Complete the following:
**A)** In the mxnet bug report, reproduce the passage that begins at the words "build libmxnet.so by" and stops after "to solve it?".
**B)** According to the mxnet bug report, which test was running when the segmentation fault occurred?

Extract:
※
Installed from source: https://github.com/dmlc/mxnet/tree/0fc54d345e019002b9008abf8290fa15ad072443

Python version and distribution: Python 2.7.6

Error Message:

Please paste the full error message, including stack trace.

% nosetests --verbose ../tests/python/unittest/
test_attr.test_attr_basic ... ok
test_attr.test_operator ... ok
test_attr.test_list_attr ... ok
test_attr.test_attr_dict ... ok
test_executor.test_bind ... ok
test_executor.test_dot ... ok
test_executor.test_reshape ... ok
test_infer_shape.test_mlp2_infer_shape ... ok
test_infer_shape.test_mlp2_infer_error ... ok
test_infer_shape.test_backward_infer ... ok
test_init.test_default_init ... ok
test_init.test_variable_init ... ok
test_init.test_aux_init ... Segmentation fault (core dumped)

Minimum reproducible example

77c85
< USE_MKL2017 = 1
---
> USE_MKL2017 = 0
81c89
< USE_MKL2017_EXPERIMENTAL = 1
---
> USE_MKL2017_EXPERIMENTAL = 0

Steps to reproduce

build libmxnet.so by setting the flags in the minimum reproducible example
cd python
nosetests --verbose ../tests/python/unittest/

What have you tried to solve it?
※
Supplied data:
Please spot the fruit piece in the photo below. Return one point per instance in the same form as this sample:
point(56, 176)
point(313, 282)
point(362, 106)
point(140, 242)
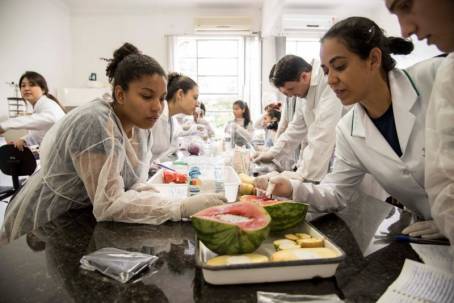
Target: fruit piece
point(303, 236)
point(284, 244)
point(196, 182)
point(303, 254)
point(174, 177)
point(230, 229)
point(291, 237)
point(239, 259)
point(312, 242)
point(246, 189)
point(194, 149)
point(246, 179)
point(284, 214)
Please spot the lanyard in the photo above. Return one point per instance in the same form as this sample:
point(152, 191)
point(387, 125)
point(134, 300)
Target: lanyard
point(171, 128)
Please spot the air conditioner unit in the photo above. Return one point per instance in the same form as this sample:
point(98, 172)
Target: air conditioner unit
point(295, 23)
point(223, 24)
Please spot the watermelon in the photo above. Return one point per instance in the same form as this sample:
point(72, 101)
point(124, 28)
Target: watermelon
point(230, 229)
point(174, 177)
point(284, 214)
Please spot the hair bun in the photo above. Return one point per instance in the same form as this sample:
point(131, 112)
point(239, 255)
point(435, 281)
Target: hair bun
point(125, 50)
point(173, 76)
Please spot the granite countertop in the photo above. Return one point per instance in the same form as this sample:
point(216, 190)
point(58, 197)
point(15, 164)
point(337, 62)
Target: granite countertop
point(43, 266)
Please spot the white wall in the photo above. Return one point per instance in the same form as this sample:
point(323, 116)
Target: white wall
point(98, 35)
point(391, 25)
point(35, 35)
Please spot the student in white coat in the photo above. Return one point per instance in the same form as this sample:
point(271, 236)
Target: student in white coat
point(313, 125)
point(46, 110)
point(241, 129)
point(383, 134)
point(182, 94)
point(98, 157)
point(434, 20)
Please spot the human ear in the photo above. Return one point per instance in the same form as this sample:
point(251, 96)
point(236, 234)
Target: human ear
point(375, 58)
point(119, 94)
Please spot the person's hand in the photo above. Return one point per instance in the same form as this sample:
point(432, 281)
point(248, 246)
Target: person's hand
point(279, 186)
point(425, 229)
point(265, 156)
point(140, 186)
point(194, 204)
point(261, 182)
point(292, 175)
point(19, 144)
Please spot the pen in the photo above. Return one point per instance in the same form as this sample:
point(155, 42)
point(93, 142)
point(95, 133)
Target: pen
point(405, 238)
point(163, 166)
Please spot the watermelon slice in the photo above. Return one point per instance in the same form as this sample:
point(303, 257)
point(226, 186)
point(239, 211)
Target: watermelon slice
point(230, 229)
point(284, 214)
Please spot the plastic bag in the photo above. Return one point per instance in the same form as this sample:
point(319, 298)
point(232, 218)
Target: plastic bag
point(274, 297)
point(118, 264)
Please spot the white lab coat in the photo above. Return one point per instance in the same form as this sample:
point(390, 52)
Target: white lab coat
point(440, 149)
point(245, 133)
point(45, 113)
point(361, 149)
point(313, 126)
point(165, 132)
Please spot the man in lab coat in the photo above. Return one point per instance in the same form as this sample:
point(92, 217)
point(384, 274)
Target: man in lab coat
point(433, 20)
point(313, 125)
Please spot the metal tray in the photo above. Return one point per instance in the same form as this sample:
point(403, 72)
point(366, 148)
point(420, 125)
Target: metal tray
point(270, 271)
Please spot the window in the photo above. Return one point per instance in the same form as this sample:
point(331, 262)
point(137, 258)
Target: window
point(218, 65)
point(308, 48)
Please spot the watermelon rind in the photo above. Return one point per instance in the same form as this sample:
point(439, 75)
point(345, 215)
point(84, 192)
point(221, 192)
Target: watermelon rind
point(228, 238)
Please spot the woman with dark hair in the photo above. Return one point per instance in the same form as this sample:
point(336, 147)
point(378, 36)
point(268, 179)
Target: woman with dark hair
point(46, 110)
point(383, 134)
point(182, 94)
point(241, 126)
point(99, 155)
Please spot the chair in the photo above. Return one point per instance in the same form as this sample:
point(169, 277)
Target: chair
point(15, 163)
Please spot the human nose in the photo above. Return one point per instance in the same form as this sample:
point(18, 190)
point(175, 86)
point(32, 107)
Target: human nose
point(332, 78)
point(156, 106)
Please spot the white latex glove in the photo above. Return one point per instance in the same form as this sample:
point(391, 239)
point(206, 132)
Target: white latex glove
※
Outputs:
**A)**
build libmxnet.so by setting the flags in the minimum reproducible example
cd python
nosetests --verbose ../tests/python/unittest/

What have you tried to solve it?

**B)** test_init.test_aux_init